Extrait du texte
-*-

Alors, un peu de vacances en période de carnaval, ce n’est pas de refus, comme l’on dit. Mais, une fois
brûlé Papa Madigra et les chars musicaux rangés, ils ont repris le collier et se sont mis à prendre des
bouchées doubles pour rattraper le temps perdu. Alors, à l’affiche, il y a plus de kidnappings, plus de
meurtres, plus de viols, plus de batailles entre gangs pour conquérir plus de territoire. Les affaires
reprennent. Le train-train quotidien, quoi!
Des hôpitaux ferment leurs portes pour cause d’insécurité, c’est le cas de celui de Médecins
Sans Frontières à Cité-Soleil. C’était devenu trop dangereux pour son personnel de rentrer au travail, en
esquivant les balles échangées tout autour de leur établissement, entre des gangsters bien ravitaillés en
armes et en munitions made in USA. Elles arrivent, rapporte-t-on, par pleins containers en provenance
notamment de la Floride. On dit même que ce sont des membres de notre diaspora qui seraient à la tête
de ce trafic très lucratif. Des chevilles ouvrières, peut-être? Toutefois, les autorités américaines ferment
les yeux, on comprend bien pourquoi. Business is business, les affaires sont les affaires. Pourvu que
cela apporte de la richesse au pays de l’Oncle Sam, peu importe comment, on n’y touchera pas. Nul
n’est dérangé par les autorités pour ces infractions, car, après tout, Haïti est un pays sous embargo pour
l’acquisition des armes à la régulière mais pas en contrebande. Sans doute que ce cas de figure n’était
pas prévu dans le protocole de cet embargo en place depuis fort longtemps.
On fait des manchettes avec chaque kilo de cocaïne rattrapé à l’arrivée aux États-Unis, en
provenance de chez nous ou débusqué par nos forces de l’ordre à l’aéroport Toussaint Louverture, en
partance vers le Klondike américain. On clame alors, preuve à l’appui, comme de raison, qu’Haïti est
une plaque tournante importante pour le trafic de la drogue transnational. Et s’il arrive qu’un de nos
malfrats encravatés se fasse surprendre à en faire le trafic, alors gare à une intervention de la DEA.
Leurs agents vont faire le cinéma dont d’ailleurs les assassins de Jovenel se sont inspirés, sans payer les
droits d’auteur, avec le résultat que cette fois-là, il y a eu vraiment de la casse, et la victime est restée
vraiment sur le carreau, contrairement à ce qui se passe dans les scénarios hollywoodiens.

-*-

Bloc de données
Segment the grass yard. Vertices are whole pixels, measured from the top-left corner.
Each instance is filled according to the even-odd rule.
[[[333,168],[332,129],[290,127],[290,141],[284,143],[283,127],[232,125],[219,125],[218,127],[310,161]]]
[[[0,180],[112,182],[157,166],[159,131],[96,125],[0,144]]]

-*-

Travail à réaliser
Résumez en trois phrases le texte sur l'insécurité en Haïti.

Réponse attendue
Après le carnaval, les gangs ont repris leurs activités à un rythme redoublé, avec davantage d'enlèvements, de meurtres, de viols et de combats pour conquérir du territoire. Des hôpitaux ferment pour cause d'insécurité, comme celui de Médecins Sans Frontières à Cité-Soleil. Des armes et des munitions fabriquées aux États-Unis arriveraient par conteneurs entiers, notamment de Floride, sans que les autorités américaines n'interviennent, alors que chaque kilo de cocaïne saisi fait les manchettes et sert à présenter Haïti comme une plaque tournante du trafic de drogue transnational.